**The data**

──────────────────────────────

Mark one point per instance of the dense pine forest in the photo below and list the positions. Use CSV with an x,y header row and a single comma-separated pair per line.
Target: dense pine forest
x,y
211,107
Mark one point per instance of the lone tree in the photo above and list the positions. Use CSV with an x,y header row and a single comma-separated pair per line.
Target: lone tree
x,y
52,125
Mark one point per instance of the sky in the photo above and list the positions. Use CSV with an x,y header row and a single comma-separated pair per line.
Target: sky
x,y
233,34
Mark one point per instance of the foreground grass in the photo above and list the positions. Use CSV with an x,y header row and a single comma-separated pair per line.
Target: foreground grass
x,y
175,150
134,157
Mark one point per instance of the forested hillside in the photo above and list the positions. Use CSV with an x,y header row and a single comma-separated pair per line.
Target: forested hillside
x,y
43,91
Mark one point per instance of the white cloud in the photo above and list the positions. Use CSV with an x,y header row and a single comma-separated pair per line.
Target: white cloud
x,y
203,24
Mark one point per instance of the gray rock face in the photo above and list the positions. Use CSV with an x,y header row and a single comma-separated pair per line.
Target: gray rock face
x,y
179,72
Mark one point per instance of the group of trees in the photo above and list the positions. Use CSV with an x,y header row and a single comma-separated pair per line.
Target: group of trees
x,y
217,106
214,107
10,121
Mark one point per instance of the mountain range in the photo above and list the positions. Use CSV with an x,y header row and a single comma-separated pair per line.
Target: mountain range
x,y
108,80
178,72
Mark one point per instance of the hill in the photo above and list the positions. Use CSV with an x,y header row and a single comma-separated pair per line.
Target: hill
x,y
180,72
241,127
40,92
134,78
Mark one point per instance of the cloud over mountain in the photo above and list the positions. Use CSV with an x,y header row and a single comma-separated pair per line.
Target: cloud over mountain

──────────────────────────────

**Goal of the exercise**
Make a copy of each line in the records above that has the word "over".

**Problem solution**
Mark one point per instance of the cloud over mountain in the photo above and list the positions. Use CSV with an x,y header row and a single comma-separated pair per line.
Target: cloud over mountain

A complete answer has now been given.